**Instruction:**
Rewrite the items below with every "yellow marigold flower" changed to "orange marigold flower", leaving everything else the same.

.....

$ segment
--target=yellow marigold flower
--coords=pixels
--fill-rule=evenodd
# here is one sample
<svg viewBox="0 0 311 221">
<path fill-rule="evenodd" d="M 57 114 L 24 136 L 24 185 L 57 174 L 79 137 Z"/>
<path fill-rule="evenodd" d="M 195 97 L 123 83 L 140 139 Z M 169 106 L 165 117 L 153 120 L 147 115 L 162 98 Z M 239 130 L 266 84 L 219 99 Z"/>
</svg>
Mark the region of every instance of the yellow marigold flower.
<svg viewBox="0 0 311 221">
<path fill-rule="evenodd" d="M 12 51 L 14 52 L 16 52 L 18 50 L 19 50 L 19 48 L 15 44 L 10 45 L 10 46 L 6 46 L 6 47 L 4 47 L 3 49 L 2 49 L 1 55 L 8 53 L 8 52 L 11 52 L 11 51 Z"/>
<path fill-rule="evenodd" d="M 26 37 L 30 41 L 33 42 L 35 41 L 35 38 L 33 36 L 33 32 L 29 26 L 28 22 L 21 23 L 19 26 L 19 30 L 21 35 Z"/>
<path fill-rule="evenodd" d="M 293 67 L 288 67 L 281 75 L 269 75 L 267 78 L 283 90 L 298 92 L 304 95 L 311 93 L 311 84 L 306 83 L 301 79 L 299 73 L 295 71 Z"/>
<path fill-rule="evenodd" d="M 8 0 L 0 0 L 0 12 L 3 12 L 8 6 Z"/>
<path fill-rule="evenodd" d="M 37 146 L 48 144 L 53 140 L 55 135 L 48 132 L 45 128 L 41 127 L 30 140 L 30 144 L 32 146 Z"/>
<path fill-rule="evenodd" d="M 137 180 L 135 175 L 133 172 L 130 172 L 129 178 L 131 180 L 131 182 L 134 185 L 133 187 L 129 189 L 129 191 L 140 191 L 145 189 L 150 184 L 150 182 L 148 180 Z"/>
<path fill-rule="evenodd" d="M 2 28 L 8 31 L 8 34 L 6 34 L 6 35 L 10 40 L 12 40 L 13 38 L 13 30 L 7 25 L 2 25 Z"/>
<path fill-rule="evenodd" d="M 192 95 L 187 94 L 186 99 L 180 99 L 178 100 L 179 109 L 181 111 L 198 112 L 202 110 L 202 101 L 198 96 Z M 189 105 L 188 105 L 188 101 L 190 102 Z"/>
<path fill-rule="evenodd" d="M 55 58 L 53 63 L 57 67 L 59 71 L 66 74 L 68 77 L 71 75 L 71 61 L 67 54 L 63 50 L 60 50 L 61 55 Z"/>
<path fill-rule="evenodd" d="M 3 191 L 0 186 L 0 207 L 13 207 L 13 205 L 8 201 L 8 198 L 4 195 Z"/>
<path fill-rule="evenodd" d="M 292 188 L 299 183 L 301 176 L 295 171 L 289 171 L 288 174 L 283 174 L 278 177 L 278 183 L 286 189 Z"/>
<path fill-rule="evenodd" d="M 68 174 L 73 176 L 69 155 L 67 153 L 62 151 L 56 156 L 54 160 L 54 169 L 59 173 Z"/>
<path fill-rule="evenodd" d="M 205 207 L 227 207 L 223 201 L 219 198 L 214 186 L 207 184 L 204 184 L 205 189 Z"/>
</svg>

.....

**Finished task:**
$ segment
--target=orange marigold flower
--coords=pixels
--fill-rule=evenodd
# here is one sample
<svg viewBox="0 0 311 221">
<path fill-rule="evenodd" d="M 57 114 L 24 136 L 24 185 L 57 174 L 79 137 Z"/>
<path fill-rule="evenodd" d="M 195 97 L 123 83 L 140 139 Z M 169 106 L 165 117 L 153 120 L 147 115 L 162 98 Z M 239 130 L 266 84 L 219 99 Z"/>
</svg>
Mark the region of every instance of the orange marigold flower.
<svg viewBox="0 0 311 221">
<path fill-rule="evenodd" d="M 12 51 L 14 52 L 16 52 L 18 50 L 19 50 L 19 48 L 15 44 L 10 45 L 10 46 L 6 46 L 6 47 L 4 47 L 3 49 L 2 49 L 1 55 L 8 53 L 8 52 L 11 52 L 11 51 Z"/>
<path fill-rule="evenodd" d="M 26 37 L 30 41 L 33 42 L 35 41 L 35 38 L 33 36 L 33 32 L 29 26 L 28 22 L 21 23 L 19 26 L 19 30 L 21 35 Z"/>
<path fill-rule="evenodd" d="M 293 67 L 288 67 L 281 75 L 269 75 L 267 78 L 283 90 L 298 92 L 304 95 L 311 93 L 311 84 L 306 83 L 301 79 L 299 73 L 295 71 Z"/>
<path fill-rule="evenodd" d="M 8 0 L 0 0 L 0 12 L 3 12 L 8 6 Z"/>
<path fill-rule="evenodd" d="M 37 146 L 48 144 L 53 140 L 55 135 L 48 132 L 45 128 L 41 127 L 30 140 L 30 144 L 32 146 Z"/>
<path fill-rule="evenodd" d="M 137 180 L 135 175 L 133 172 L 130 172 L 129 178 L 131 180 L 131 182 L 134 185 L 133 187 L 129 189 L 129 191 L 140 191 L 145 189 L 150 184 L 150 182 L 148 180 Z"/>
<path fill-rule="evenodd" d="M 2 28 L 8 31 L 8 34 L 6 34 L 6 35 L 10 40 L 12 40 L 13 38 L 13 30 L 7 25 L 2 25 Z"/>
<path fill-rule="evenodd" d="M 192 95 L 187 94 L 186 99 L 180 99 L 178 100 L 179 109 L 181 111 L 198 112 L 202 110 L 202 101 L 198 96 Z M 189 105 L 188 105 L 188 101 L 190 102 Z"/>
<path fill-rule="evenodd" d="M 55 58 L 53 63 L 57 67 L 59 71 L 66 74 L 68 77 L 71 75 L 71 61 L 67 54 L 63 50 L 60 50 L 61 55 Z"/>
<path fill-rule="evenodd" d="M 3 191 L 0 186 L 0 207 L 13 207 L 13 205 L 8 201 L 8 198 L 4 195 Z"/>
<path fill-rule="evenodd" d="M 292 188 L 299 183 L 301 176 L 295 171 L 289 171 L 288 174 L 283 174 L 278 177 L 278 183 L 286 189 Z"/>
<path fill-rule="evenodd" d="M 68 174 L 73 176 L 69 155 L 67 153 L 62 151 L 56 156 L 54 160 L 54 169 L 59 173 Z"/>
<path fill-rule="evenodd" d="M 205 207 L 227 207 L 223 201 L 219 198 L 214 186 L 207 184 L 204 184 L 205 189 Z"/>
</svg>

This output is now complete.